**What the task requires**
Select and copy each line of the records that contains the word "foliage".

** begin Entries shown **

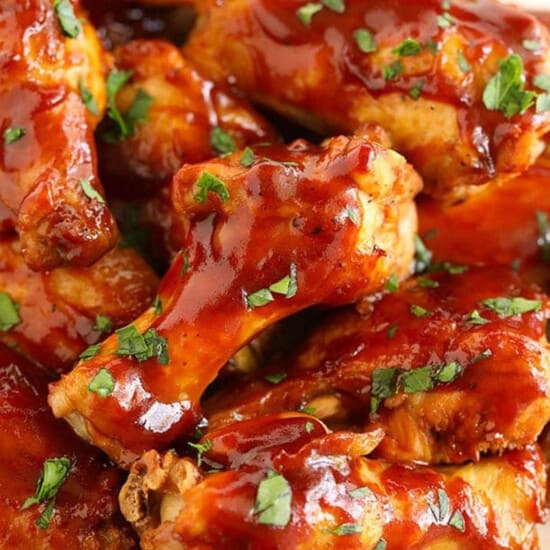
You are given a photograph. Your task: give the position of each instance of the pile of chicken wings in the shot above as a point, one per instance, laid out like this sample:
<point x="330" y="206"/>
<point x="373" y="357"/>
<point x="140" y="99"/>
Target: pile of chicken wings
<point x="274" y="274"/>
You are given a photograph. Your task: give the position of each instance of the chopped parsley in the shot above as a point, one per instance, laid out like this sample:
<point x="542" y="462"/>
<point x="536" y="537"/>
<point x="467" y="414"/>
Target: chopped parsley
<point x="9" y="313"/>
<point x="201" y="448"/>
<point x="11" y="135"/>
<point x="124" y="125"/>
<point x="273" y="500"/>
<point x="462" y="63"/>
<point x="445" y="20"/>
<point x="143" y="347"/>
<point x="392" y="284"/>
<point x="474" y="318"/>
<point x="408" y="47"/>
<point x="275" y="378"/>
<point x="419" y="311"/>
<point x="543" y="241"/>
<point x="506" y="307"/>
<point x="54" y="472"/>
<point x="365" y="41"/>
<point x="102" y="383"/>
<point x="532" y="45"/>
<point x="287" y="286"/>
<point x="103" y="323"/>
<point x="387" y="382"/>
<point x="222" y="142"/>
<point x="87" y="97"/>
<point x="442" y="511"/>
<point x="339" y="6"/>
<point x="416" y="90"/>
<point x="157" y="305"/>
<point x="70" y="25"/>
<point x="305" y="13"/>
<point x="90" y="191"/>
<point x="392" y="71"/>
<point x="90" y="352"/>
<point x="346" y="529"/>
<point x="247" y="158"/>
<point x="209" y="183"/>
<point x="505" y="91"/>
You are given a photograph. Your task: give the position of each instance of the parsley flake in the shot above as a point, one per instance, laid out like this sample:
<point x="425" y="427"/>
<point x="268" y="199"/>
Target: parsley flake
<point x="102" y="383"/>
<point x="408" y="47"/>
<point x="209" y="183"/>
<point x="543" y="240"/>
<point x="346" y="529"/>
<point x="103" y="323"/>
<point x="273" y="500"/>
<point x="201" y="449"/>
<point x="505" y="91"/>
<point x="392" y="71"/>
<point x="9" y="313"/>
<point x="54" y="472"/>
<point x="90" y="352"/>
<point x="506" y="307"/>
<point x="392" y="284"/>
<point x="11" y="135"/>
<point x="365" y="41"/>
<point x="90" y="191"/>
<point x="222" y="142"/>
<point x="305" y="13"/>
<point x="87" y="97"/>
<point x="247" y="158"/>
<point x="70" y="25"/>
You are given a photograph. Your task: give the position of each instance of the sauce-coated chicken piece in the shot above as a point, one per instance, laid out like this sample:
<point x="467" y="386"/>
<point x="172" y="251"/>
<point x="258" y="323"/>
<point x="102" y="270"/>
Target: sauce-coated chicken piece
<point x="190" y="119"/>
<point x="272" y="231"/>
<point x="287" y="483"/>
<point x="48" y="173"/>
<point x="446" y="376"/>
<point x="419" y="70"/>
<point x="85" y="512"/>
<point x="503" y="221"/>
<point x="58" y="310"/>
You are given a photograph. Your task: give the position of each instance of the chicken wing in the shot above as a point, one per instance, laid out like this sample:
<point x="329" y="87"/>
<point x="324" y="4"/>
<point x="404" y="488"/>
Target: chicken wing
<point x="77" y="506"/>
<point x="288" y="483"/>
<point x="190" y="119"/>
<point x="60" y="313"/>
<point x="432" y="76"/>
<point x="449" y="365"/>
<point x="52" y="94"/>
<point x="509" y="224"/>
<point x="272" y="231"/>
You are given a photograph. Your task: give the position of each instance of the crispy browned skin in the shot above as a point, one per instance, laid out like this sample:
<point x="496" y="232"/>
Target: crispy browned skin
<point x="318" y="75"/>
<point x="186" y="108"/>
<point x="86" y="512"/>
<point x="58" y="309"/>
<point x="172" y="504"/>
<point x="288" y="211"/>
<point x="498" y="402"/>
<point x="40" y="71"/>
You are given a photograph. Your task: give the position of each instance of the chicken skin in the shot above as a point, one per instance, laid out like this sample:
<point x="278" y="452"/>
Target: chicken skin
<point x="433" y="77"/>
<point x="286" y="482"/>
<point x="190" y="119"/>
<point x="52" y="95"/>
<point x="83" y="513"/>
<point x="508" y="223"/>
<point x="447" y="371"/>
<point x="60" y="313"/>
<point x="271" y="231"/>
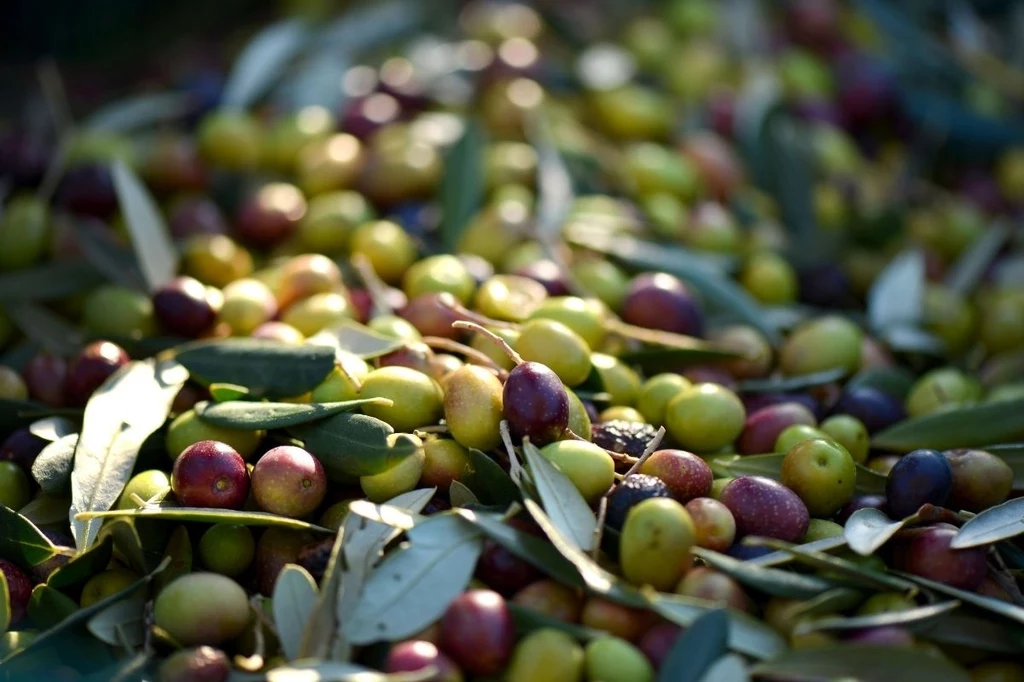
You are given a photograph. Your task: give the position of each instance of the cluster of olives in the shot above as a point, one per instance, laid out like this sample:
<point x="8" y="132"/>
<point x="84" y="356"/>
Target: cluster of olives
<point x="290" y="225"/>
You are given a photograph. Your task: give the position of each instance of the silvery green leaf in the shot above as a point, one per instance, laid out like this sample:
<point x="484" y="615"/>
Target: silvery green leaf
<point x="412" y="587"/>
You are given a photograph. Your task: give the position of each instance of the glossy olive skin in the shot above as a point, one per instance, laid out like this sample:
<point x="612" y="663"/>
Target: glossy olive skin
<point x="535" y="403"/>
<point x="923" y="476"/>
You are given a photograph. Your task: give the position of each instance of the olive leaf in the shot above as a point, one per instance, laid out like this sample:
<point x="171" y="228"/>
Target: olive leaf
<point x="265" y="368"/>
<point x="864" y="663"/>
<point x="255" y="416"/>
<point x="139" y="112"/>
<point x="52" y="467"/>
<point x="773" y="582"/>
<point x="462" y="185"/>
<point x="122" y="624"/>
<point x="20" y="541"/>
<point x="561" y="500"/>
<point x="970" y="426"/>
<point x="47" y="606"/>
<point x="357" y="339"/>
<point x="352" y="444"/>
<point x="48" y="282"/>
<point x="901" y="619"/>
<point x="294" y="599"/>
<point x="867" y="529"/>
<point x="158" y="258"/>
<point x="999" y="522"/>
<point x="262" y="61"/>
<point x="204" y="515"/>
<point x="82" y="615"/>
<point x="82" y="566"/>
<point x="120" y="416"/>
<point x="696" y="649"/>
<point x="412" y="587"/>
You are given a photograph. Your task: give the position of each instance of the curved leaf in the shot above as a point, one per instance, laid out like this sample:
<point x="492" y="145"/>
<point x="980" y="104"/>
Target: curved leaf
<point x="256" y="416"/>
<point x="265" y="368"/>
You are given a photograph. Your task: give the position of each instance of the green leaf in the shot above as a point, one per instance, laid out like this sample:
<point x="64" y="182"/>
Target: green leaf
<point x="120" y="416"/>
<point x="773" y="582"/>
<point x="786" y="384"/>
<point x="82" y="615"/>
<point x="969" y="269"/>
<point x="47" y="607"/>
<point x="83" y="566"/>
<point x="527" y="547"/>
<point x="20" y="541"/>
<point x="704" y="642"/>
<point x="747" y="634"/>
<point x="971" y="426"/>
<point x="867" y="529"/>
<point x="999" y="522"/>
<point x="900" y="619"/>
<point x="352" y="444"/>
<point x="122" y="624"/>
<point x="896" y="298"/>
<point x="294" y="599"/>
<point x="489" y="481"/>
<point x="262" y="61"/>
<point x="51" y="469"/>
<point x="265" y="368"/>
<point x="206" y="515"/>
<point x="5" y="610"/>
<point x="49" y="331"/>
<point x="528" y="620"/>
<point x="110" y="257"/>
<point x="156" y="253"/>
<point x="139" y="112"/>
<point x="357" y="339"/>
<point x="997" y="606"/>
<point x="412" y="588"/>
<point x="460" y="496"/>
<point x="179" y="554"/>
<point x="256" y="416"/>
<point x="561" y="500"/>
<point x="462" y="187"/>
<point x="48" y="282"/>
<point x="863" y="663"/>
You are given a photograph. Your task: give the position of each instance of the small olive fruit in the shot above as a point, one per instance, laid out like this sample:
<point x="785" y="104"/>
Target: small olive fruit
<point x="822" y="473"/>
<point x="556" y="345"/>
<point x="587" y="465"/>
<point x="706" y="418"/>
<point x="402" y="477"/>
<point x="417" y="398"/>
<point x="655" y="543"/>
<point x="202" y="608"/>
<point x="473" y="407"/>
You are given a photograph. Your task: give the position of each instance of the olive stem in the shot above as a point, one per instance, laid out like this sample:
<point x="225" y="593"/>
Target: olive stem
<point x="602" y="513"/>
<point x="502" y="343"/>
<point x="648" y="451"/>
<point x="456" y="347"/>
<point x="515" y="468"/>
<point x="375" y="286"/>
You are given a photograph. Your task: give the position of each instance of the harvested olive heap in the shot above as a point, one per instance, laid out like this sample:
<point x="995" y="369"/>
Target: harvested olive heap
<point x="671" y="342"/>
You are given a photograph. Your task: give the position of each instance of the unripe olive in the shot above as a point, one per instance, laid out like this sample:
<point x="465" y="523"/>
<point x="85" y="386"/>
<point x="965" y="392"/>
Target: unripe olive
<point x="473" y="407"/>
<point x="556" y="345"/>
<point x="417" y="399"/>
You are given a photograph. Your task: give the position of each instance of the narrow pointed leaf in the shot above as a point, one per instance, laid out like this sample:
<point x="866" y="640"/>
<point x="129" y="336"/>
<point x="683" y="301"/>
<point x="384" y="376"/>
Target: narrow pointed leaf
<point x="565" y="507"/>
<point x="294" y="600"/>
<point x="265" y="368"/>
<point x="255" y="416"/>
<point x="999" y="522"/>
<point x="696" y="649"/>
<point x="412" y="588"/>
<point x="156" y="253"/>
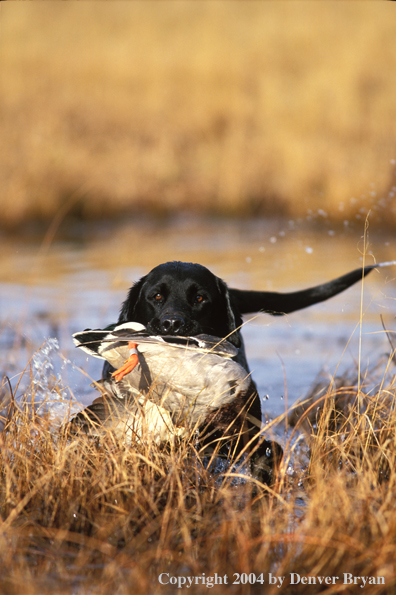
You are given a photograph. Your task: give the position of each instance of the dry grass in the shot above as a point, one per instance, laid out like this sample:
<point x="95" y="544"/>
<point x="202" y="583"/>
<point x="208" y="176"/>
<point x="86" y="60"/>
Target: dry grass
<point x="111" y="108"/>
<point x="79" y="515"/>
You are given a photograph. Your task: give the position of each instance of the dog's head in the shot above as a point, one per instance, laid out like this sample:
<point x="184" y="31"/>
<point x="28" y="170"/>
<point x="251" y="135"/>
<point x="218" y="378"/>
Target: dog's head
<point x="178" y="298"/>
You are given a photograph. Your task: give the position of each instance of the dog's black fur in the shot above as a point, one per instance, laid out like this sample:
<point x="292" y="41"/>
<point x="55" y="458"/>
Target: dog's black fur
<point x="186" y="299"/>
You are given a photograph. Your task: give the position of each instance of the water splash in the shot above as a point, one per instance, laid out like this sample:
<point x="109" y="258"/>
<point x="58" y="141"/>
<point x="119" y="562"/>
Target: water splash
<point x="48" y="393"/>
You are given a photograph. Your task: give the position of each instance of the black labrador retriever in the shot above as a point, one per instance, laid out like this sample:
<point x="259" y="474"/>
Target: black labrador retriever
<point x="178" y="298"/>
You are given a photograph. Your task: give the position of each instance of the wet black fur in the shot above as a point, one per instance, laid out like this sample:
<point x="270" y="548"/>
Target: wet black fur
<point x="186" y="299"/>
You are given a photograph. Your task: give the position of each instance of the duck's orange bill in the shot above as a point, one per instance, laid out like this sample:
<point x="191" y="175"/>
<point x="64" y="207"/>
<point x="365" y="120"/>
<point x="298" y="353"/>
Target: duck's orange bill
<point x="129" y="364"/>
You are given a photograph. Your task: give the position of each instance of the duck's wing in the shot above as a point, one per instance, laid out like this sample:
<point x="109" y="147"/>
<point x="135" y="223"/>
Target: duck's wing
<point x="200" y="344"/>
<point x="96" y="341"/>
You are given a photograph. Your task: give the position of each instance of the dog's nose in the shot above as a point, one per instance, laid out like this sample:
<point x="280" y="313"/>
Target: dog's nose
<point x="172" y="325"/>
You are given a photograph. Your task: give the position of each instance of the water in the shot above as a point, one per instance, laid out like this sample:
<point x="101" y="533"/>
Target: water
<point x="49" y="292"/>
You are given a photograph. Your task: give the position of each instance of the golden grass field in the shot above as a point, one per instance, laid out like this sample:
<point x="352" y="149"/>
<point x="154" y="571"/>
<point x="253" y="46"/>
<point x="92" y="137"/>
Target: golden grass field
<point x="108" y="109"/>
<point x="80" y="515"/>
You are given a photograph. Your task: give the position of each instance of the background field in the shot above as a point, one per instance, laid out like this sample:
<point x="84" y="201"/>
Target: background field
<point x="109" y="109"/>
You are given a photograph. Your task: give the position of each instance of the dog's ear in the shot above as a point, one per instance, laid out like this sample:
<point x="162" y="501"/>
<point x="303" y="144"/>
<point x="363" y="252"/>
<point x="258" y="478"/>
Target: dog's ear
<point x="232" y="319"/>
<point x="128" y="307"/>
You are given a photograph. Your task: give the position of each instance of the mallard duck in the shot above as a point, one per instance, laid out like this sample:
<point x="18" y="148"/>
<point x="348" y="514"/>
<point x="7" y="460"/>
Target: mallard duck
<point x="175" y="384"/>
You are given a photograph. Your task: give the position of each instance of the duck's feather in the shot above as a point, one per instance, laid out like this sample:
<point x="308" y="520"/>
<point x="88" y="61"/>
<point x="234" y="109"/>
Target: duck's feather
<point x="188" y="377"/>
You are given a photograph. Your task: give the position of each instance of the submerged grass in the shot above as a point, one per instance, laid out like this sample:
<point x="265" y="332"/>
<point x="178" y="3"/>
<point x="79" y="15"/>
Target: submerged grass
<point x="82" y="515"/>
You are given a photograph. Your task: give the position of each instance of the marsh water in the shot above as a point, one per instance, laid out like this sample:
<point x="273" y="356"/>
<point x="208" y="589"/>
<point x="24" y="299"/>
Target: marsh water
<point x="51" y="288"/>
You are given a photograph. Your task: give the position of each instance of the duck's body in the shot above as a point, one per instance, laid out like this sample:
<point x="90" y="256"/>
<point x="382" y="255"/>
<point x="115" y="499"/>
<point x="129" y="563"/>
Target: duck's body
<point x="177" y="385"/>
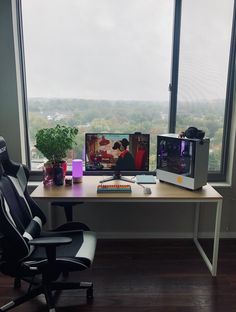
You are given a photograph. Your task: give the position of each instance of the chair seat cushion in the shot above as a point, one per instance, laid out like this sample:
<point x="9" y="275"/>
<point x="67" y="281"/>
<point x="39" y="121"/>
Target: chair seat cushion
<point x="78" y="255"/>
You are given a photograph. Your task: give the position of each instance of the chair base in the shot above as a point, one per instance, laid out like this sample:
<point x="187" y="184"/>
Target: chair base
<point x="47" y="291"/>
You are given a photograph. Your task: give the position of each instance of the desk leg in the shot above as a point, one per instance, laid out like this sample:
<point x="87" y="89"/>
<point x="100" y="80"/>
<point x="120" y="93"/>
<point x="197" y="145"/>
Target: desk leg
<point x="211" y="266"/>
<point x="216" y="237"/>
<point x="196" y="221"/>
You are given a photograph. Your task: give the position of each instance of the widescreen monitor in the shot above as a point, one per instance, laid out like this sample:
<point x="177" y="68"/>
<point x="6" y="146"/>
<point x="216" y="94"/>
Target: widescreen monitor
<point x="116" y="152"/>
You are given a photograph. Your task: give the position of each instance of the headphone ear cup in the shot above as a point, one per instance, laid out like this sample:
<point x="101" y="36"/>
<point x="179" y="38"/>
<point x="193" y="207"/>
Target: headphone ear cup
<point x="191" y="132"/>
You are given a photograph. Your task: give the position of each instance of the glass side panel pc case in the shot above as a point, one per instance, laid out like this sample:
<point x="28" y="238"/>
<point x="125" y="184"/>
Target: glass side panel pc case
<point x="116" y="152"/>
<point x="182" y="161"/>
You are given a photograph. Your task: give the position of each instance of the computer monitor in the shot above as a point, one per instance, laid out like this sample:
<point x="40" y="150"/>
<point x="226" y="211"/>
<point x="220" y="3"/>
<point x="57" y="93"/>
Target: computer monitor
<point x="116" y="152"/>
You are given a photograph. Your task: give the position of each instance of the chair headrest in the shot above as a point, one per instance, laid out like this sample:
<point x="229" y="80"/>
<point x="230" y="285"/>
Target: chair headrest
<point x="3" y="149"/>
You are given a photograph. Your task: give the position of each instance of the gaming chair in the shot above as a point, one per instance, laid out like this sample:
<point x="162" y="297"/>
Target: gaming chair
<point x="29" y="253"/>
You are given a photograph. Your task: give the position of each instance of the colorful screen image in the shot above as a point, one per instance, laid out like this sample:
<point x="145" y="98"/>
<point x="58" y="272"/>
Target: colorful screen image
<point x="116" y="152"/>
<point x="175" y="155"/>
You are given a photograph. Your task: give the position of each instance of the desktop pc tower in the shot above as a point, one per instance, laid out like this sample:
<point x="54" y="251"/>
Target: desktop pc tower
<point x="182" y="161"/>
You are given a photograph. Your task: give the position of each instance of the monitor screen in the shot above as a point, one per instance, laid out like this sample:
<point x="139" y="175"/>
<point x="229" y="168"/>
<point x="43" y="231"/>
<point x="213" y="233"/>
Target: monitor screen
<point x="175" y="155"/>
<point x="116" y="152"/>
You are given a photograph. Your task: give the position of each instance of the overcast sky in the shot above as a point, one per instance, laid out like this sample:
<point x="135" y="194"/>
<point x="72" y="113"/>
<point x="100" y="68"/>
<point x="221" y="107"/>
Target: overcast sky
<point x="121" y="49"/>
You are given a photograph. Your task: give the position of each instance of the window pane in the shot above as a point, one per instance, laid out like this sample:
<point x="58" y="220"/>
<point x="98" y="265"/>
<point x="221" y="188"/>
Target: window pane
<point x="98" y="65"/>
<point x="204" y="54"/>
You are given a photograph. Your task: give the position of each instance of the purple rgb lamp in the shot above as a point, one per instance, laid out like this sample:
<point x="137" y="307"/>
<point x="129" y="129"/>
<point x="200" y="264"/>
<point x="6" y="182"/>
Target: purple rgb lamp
<point x="77" y="170"/>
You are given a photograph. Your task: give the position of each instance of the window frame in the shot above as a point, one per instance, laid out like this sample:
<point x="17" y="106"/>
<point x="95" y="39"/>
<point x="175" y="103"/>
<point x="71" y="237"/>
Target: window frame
<point x="216" y="176"/>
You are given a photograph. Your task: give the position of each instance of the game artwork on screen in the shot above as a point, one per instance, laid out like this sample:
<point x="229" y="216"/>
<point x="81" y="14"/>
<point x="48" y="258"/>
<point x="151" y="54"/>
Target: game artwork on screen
<point x="117" y="152"/>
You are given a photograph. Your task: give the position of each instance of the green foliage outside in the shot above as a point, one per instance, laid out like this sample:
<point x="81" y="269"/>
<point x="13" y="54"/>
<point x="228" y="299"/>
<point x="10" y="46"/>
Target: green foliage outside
<point x="54" y="142"/>
<point x="127" y="117"/>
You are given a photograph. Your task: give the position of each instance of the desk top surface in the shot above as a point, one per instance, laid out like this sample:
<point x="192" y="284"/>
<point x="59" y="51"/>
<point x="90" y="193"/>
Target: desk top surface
<point x="87" y="190"/>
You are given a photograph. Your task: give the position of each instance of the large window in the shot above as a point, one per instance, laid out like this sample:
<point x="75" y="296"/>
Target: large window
<point x="203" y="68"/>
<point x="106" y="66"/>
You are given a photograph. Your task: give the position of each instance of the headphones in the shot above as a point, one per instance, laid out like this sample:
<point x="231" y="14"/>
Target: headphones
<point x="193" y="133"/>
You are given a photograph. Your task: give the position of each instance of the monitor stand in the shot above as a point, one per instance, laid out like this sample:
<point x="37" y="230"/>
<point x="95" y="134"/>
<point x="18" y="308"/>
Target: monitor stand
<point x="116" y="176"/>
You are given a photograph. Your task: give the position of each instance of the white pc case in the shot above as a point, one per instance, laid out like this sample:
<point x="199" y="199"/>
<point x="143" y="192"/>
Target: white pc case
<point x="182" y="161"/>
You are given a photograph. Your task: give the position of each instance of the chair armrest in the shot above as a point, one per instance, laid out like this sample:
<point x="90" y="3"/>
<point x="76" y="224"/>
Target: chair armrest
<point x="50" y="241"/>
<point x="50" y="244"/>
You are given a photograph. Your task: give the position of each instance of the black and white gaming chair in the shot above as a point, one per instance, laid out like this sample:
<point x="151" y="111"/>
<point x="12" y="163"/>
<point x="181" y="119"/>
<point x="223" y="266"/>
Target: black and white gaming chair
<point x="27" y="251"/>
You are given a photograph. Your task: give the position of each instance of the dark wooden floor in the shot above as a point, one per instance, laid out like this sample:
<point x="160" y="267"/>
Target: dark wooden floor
<point x="147" y="275"/>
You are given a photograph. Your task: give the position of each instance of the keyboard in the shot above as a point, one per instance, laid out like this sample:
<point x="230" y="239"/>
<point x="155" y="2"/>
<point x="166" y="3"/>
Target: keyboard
<point x="114" y="188"/>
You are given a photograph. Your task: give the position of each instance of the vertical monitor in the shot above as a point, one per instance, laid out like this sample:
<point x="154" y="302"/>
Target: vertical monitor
<point x="116" y="152"/>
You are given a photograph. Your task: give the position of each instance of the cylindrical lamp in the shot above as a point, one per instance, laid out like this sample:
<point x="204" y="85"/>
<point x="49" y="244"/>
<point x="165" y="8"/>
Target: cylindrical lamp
<point x="77" y="170"/>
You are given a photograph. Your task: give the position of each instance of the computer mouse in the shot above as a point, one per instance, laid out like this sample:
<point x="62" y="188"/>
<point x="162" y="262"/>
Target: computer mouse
<point x="147" y="190"/>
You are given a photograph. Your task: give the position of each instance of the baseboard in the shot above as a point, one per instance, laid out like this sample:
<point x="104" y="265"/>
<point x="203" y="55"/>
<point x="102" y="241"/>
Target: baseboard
<point x="161" y="235"/>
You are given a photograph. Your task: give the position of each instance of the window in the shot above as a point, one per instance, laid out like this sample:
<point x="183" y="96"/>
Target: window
<point x="107" y="65"/>
<point x="203" y="69"/>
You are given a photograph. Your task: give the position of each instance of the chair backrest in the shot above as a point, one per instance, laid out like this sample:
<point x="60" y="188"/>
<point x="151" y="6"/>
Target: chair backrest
<point x="20" y="217"/>
<point x="15" y="227"/>
<point x="19" y="176"/>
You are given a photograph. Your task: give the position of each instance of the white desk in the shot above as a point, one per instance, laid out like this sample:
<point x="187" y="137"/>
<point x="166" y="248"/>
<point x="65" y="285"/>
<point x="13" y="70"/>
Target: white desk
<point x="161" y="192"/>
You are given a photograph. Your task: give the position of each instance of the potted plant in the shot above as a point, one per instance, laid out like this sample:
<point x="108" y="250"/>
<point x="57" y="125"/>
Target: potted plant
<point x="54" y="143"/>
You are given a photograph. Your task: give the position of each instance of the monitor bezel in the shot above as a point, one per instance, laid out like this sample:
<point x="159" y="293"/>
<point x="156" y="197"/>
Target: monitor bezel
<point x="110" y="171"/>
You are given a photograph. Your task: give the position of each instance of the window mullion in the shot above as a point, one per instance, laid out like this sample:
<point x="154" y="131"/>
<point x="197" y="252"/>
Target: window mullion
<point x="173" y="87"/>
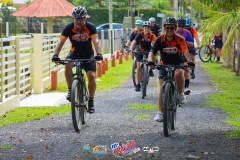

** end Entries shown **

**Solution for this exercise**
You are given a photograph. Your task: give the position of each instance of the green foliage outside in the shot above as a point, one per instance, laid out like this sample:
Target: green foliage outside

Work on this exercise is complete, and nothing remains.